ACTIVITY LIST
- A) What size does the news report on the Shakahola deaths give for the preacher's farm?
- B) Copy from the news report on the Shakahola deaths the part that opens with the words containing "Al Jazeera reported" and closes with "March 16 and 17.".
- C) Proceed with the news report on the Shakahola deaths from its last sentence.

------ SELECTED EXTRACT

Since last week, police in Kenya have exhumed 95 bodies of people believed to have starved to death, from shallow graves.
The deaths have been linked to Pastor Paul Mackenzie, a controversial preacher at Good News International Church who is accused of brainwashing his followers and leading them to their deaths..
Police say, Mackenzie, a televangelist, indoctrinated his followers, asking them to abandon “earthly life”.
Al Jazeera reported that the controversial preacher asked his followers to meet at his 325-hectare (800-acre) farm in a village called Shakahola in Kilifi county for a fast “to meet Jesus”.
Mackenzie allegedly instructed his followers to quit their jobs, drop out of formal schools, stop feeding on “worldly food”, and not seek medical treatment in hospitals when sick.
The church members met on Saturdays under a tree from 9 AM to 5 PM for “life lessons”.
He allegedly told them that the fast would count only if they gathered together, and offered them his farm as a fasting venue.
Mackenzie also ordered his followers to destroy all documents given by the government, including national IDs and birth certificates.
On 13 April this year, the Kenyan government intervened after two children were reported to have starved and suffocated to death by their parents on Mackenzie’s advice on March 16 and 17.
Investigations by the police led them to Shakahola where 16 emaciated people were found, four of whom died before reaching the hospital.
At least 27 people were rescued and admitted to the hospital for severe malnutrition but some of them are still refusing to eat.
The followers say they were told to starve to avoid going to hell.
Residents said about 300 people lived on the Shakahola farm.
Coastal Area regional boss Rhoda Onyancha told reporters on Wednesday that a 30-day curfew had been imposed in the area. She said:
The total number of those who have lost their lives is 95, and because this is an area where we are going on with arrests also, so far we have 22 in custody. Nobody is allowed to go inside.

------------
------ STORED DATA

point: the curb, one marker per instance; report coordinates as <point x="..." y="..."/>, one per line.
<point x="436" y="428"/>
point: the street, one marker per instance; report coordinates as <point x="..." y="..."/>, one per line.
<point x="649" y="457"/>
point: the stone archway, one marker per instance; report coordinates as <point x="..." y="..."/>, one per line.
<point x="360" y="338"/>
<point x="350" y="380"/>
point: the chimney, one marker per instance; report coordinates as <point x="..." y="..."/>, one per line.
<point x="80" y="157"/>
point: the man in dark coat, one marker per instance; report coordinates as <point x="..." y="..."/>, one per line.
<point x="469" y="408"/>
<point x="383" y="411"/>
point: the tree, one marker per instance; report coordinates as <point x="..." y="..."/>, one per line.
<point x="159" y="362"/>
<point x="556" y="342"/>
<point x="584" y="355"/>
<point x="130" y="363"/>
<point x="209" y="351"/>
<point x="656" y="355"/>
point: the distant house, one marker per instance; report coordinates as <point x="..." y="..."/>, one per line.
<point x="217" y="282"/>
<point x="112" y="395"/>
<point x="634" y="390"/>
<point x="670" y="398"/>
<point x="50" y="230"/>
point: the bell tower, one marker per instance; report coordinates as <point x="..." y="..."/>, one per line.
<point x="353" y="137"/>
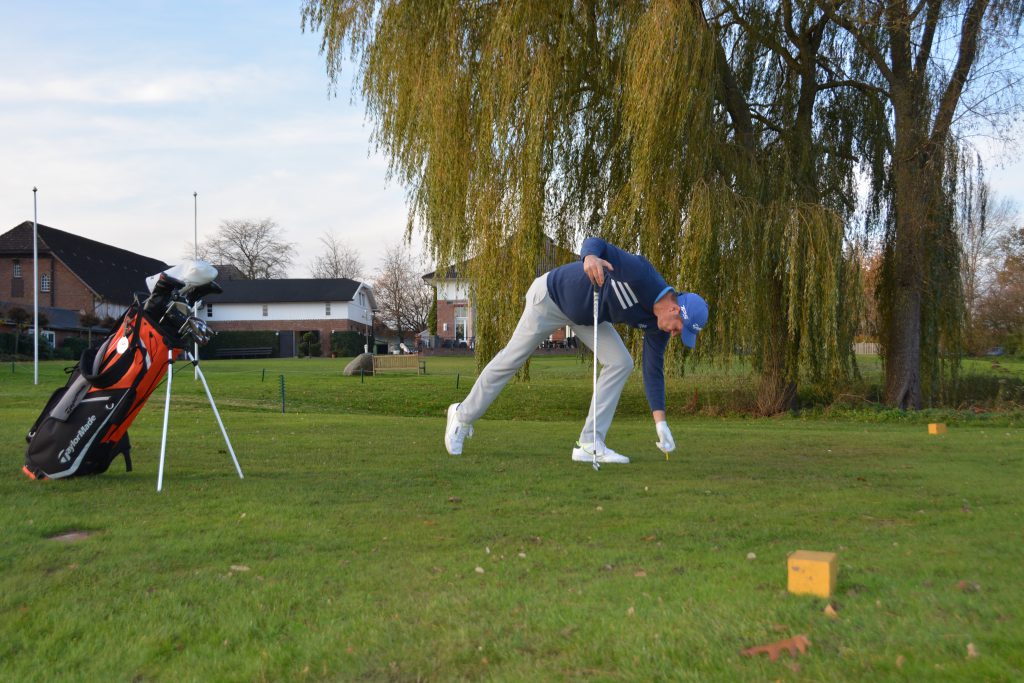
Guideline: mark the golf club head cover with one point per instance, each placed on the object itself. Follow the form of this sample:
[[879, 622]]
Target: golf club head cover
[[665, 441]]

------------

RESPONSES TO THE TASKS
- A) 325 hectares (800 acres).

- B)
Al Jazeera reported that the controversial preacher asked his followers to meet at his 325-hectare (800-acre) farm in a village called Shakahola in Kilifi county for a fast “to meet Jesus”.
Mackenzie allegedly instructed his followers to quit their jobs, drop out of formal schools, stop feeding on “worldly food”, and not seek medical treatment in hospitals when sick.
The church members met on Saturdays under a tree from 9 AM to 5 PM for “life lessons”.
He allegedly told them that the fast would count only if they gathered together, and offered them his farm as a fasting venue.
Mackenzie also ordered his followers to destroy all documents given by the government, including national IDs and birth certificates.
On 13 April this year, the Kenyan government intervened after two children were reported to have starved and suffocated to death by their parents on Mackenzie’s advice on March 16 and 17.

- C)
President William Ruto on Monday said the cult leader belongs in prison as “what is being witnessed in Shakahola is akin to terrorism”.
Anthony Muheria, the archbishop of Nyeri Catholic Archdiocese in central Kenya, said:
Religion cannot be and should not be the cause of people losing lives through radical extremism that people have to do exceptional things to gain blessings from God.
Mackenzie surrendered to the police on 14 April and is still in custody pending investigations.
Mackenzie was arrested in 2017 on charges of “radicalisation” after urging children not to attend school because education was not recognised by the Bible.
Two years later, he closed the church and moved to the coastal town of Shakahola.
He was arrested again in March this year after two children starved to death in the custody of their parents.
Mackenzie was released on bail of 100 000 Kenyan shillings ($700) and told local media he was “shocked about the accusations”.
But less than three weeks later, a police raid in a forest near the coastal town of Malindi led investigators to exhume the woodland for mass graves.